▸ Exercise: Report the lines of the data below that contain the string "instance".

▸ Dataset excerpts:

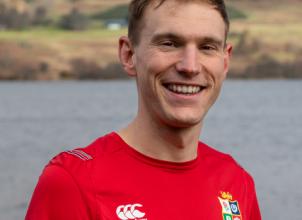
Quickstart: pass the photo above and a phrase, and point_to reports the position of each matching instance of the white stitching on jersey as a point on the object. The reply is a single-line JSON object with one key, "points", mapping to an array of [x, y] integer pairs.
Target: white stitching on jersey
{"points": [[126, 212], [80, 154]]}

...

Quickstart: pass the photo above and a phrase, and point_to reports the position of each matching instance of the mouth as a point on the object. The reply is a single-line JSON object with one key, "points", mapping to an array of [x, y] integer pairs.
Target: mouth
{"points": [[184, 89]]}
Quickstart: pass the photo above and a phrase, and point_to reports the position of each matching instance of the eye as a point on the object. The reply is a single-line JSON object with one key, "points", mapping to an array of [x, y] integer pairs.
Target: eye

▸ Written answer:
Quickstart: pass the photo above and a phrase, and point_to reports the position of each matching instance of the white stitching on jersey as a point on the object. The reply is a single-line JSON object with one key, "points", mapping to an array of [x, y] integer pairs.
Quickstart: pass the photo above and a phrase, and point_to reports the position of each matching instance of the mouth as a point on the object. The reply is a single-line JSON object with one key, "points", mapping to an array of [x, y] integer pairs.
Quickstart: pass the photo above and a phrase, and point_to reports the position of each matching instance of the eye as a point on the object. The reply is a single-line JSON object with one key, "points", mapping to an array of [x, y] integer pairs.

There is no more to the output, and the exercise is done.